## [DOCUMENT SEGMENT]
########################################
Controversy on religious freedom, secularism lingers in constitutional drafting process
The Constitutional Reconciliation Commission is having difficulty coming to consensus, which could prompt officials to develop a new vague charter or even drop the constitution-writing process.
By Alakbar Raufoglu for SES Türkiye -- 02/11/12
A heated debate over secularism and the role of religion is re-emerging over the drafting of a new constitution, and the dispute is threatening to derail the process.
Ecumenical Patriarch Bartholomew I, (left) spiritual leader of the Eastern Orthodox Communion, speaks to members of the parliamentary subcommittee seeking an all-party consensus for a new constitution in Ankara, on February 20th. [AFP]
The 12 members of the Constitutional Reconciliation Commission, the cross-party parliamentary body tasked with drafting the country's new civilian constitution, have written 38 draft articles of the Fundamental Rights and Freedom chapter since May.
However, all the articles were written with reservations by one or more of the four parties in parliament. Failure to reach an accord could torpedo the whole process, as an all-party consensus is required to approve articles.
"We simply can't move forward if there is no trust and co-operation between the parties … This is a very critical moment," said commission member Atilla Kart, who represents main opposition CHP.
Kart said religious freedom and secularism are "the main controversial topics at the moment."
"We strongly advocate for the pluralism of belief, which means to recognize and protect the rights of all religious groups, while the AKP doesn’t want to accept, even discuss it," Kart told SES Türkiye.
########################################
## [MATERIAL SUPPLIED]

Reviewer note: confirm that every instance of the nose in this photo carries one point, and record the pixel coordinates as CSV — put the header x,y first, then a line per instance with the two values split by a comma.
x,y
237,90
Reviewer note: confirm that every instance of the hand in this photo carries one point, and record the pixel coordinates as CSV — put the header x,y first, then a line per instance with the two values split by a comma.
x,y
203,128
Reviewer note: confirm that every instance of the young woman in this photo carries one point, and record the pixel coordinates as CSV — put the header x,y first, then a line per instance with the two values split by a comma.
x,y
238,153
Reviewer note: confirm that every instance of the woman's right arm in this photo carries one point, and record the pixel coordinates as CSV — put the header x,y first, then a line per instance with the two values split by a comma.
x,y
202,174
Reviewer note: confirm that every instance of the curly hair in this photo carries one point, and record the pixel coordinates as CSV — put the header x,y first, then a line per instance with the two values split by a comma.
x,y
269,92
########################################
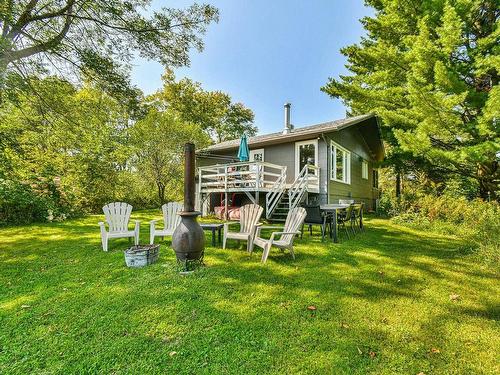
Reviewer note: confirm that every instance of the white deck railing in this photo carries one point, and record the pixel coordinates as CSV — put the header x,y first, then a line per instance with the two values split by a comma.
########################################
## [WORK INSTRUCTIONS]
a) Reproduce everything in the article on the constitutional drafting debate from "By Alakbar Raufoglu" down to "derail the process.".
b) Carry on the article on the constitutional drafting debate from the point where it stops.

## [ANSWERS FOR THE EXERCISE]
a)
By Alakbar Raufoglu for SES Türkiye -- 02/11/12
A heated debate over secularism and the role of religion is re-emerging over the drafting of a new constitution, and the dispute is threatening to derail the process.

b)
The AKP made drafting a new civilian constitution a priority for its fourth term after it won last year's national elections. But with many contentious subjects and the parties far apart on many major issues, the whole drafting process could ultimately unravel, analysts said.
One option to overcome the hurdles could be a minimalist constitution that brushes over the main areas of contention. Another option could be the AKP dropping the process or pushing through its own constitution with the support of the ultra-nationalist MHP.
The relationship between religion and the state is one of the most explosive issues of the constitutional debate. The debate stems in part from the hybrid nature of Turkish secularism developed in response to unique historical circumstances.
Unlike the French or Anglo-Saxon model of secularism which separates the state and religion, Turkey's Directorate of Religious Affairs plays a direct role in religion by training and paying the salary of imams, writing sermons and directing many aspects of religious life in the country.
The directorate caters to Sunni Muslims, making the legal status and state's relationship with other religions a key feature of the debate over religion.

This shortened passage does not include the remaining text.